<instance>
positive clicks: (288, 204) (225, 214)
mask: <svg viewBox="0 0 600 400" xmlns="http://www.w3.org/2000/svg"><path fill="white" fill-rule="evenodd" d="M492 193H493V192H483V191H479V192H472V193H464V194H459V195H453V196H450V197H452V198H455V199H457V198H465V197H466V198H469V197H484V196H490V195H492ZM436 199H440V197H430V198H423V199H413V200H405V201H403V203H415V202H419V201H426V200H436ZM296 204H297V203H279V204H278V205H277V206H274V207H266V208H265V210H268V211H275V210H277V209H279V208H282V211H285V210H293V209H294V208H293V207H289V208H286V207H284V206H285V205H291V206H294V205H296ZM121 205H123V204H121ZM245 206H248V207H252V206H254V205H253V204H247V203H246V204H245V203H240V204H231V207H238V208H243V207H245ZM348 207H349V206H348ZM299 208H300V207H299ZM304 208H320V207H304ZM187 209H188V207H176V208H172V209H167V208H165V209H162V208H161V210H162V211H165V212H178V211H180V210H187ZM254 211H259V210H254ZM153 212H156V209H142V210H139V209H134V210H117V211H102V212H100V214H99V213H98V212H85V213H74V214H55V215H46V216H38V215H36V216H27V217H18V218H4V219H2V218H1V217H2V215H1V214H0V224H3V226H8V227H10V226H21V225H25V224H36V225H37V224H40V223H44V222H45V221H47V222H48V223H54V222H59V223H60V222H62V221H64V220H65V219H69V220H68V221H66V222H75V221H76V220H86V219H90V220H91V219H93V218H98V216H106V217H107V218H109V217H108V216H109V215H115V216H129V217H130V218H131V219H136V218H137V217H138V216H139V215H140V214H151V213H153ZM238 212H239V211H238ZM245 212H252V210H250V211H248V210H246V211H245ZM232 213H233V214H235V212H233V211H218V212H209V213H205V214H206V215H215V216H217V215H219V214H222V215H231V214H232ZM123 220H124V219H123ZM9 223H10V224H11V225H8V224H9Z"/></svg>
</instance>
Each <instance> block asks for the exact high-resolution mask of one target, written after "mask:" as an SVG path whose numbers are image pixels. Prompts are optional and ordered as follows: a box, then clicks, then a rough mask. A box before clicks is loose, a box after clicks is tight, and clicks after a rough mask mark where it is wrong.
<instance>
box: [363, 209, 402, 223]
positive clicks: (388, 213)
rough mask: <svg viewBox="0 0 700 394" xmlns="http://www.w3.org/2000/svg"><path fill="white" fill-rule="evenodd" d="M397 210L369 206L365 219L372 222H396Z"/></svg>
------------
◆ EXERCISE: Retype the records, line for line.

◆ ANSWER TO THE EXERCISE:
<instance>
positive clicks: (288, 204) (225, 214)
mask: <svg viewBox="0 0 600 400" xmlns="http://www.w3.org/2000/svg"><path fill="white" fill-rule="evenodd" d="M492 193H493V192H483V191H479V192H472V193H464V194H459V195H453V196H450V197H452V198H455V199H457V198H465V197H466V198H469V197H484V196H490V195H492ZM436 199H440V197H430V198H423V199H413V200H405V201H403V203H415V202H419V201H426V200H436ZM296 204H297V203H279V204H278V205H277V206H274V207H266V208H265V210H268V211H275V210H277V209H279V208H282V211H285V210H293V209H294V208H293V207H289V208H286V207H284V206H285V205H291V206H294V205H296ZM121 205H123V204H121ZM245 206H248V207H252V206H254V205H253V204H247V203H246V204H245V203H240V204H231V207H238V208H243V207H245ZM348 207H349V206H348ZM299 208H300V207H299ZM304 208H320V207H304ZM187 209H188V207H176V208H172V209H167V208H165V209H162V208H161V210H162V211H165V212H178V211H180V210H187ZM254 211H259V210H254ZM153 212H156V209H142V210H139V209H134V210H117V211H102V212H100V214H99V213H98V212H85V213H74V214H55V215H46V216H38V215H36V216H27V217H18V218H4V219H2V218H1V217H2V215H1V214H0V224H3V226H8V227H10V226H21V225H25V224H36V225H37V224H40V223H44V222H45V221H47V222H48V223H54V222H59V223H60V222H62V221H64V220H65V219H69V220H68V221H66V222H75V221H76V220H86V219H90V220H91V219H93V218H98V216H106V217H107V218H109V217H108V216H109V215H115V216H129V217H130V218H131V219H136V218H137V217H138V216H139V215H140V214H151V213H153ZM238 212H239V211H238ZM245 212H252V210H250V211H248V210H246V211H245ZM232 213H233V214H235V212H233V211H218V212H209V213H205V214H206V215H215V216H217V215H219V214H222V215H231V214H232ZM123 220H124V219H123ZM9 223H10V224H11V225H8V224H9Z"/></svg>
</instance>
Each <instance> block asks for the exact high-resolution mask of one target, written after "mask:" as an SVG path whose numbers are image pixels. Prompts are optional and ordered as follows: a box, then clicks, then a rough mask. A box before clicks is loose, a box after clicks is tight, and clicks after a rough mask mark where it is wrong.
<instance>
box: [363, 209, 402, 223]
positive clicks: (388, 213)
rough mask: <svg viewBox="0 0 700 394" xmlns="http://www.w3.org/2000/svg"><path fill="white" fill-rule="evenodd" d="M397 210L369 206L365 219L372 222H396Z"/></svg>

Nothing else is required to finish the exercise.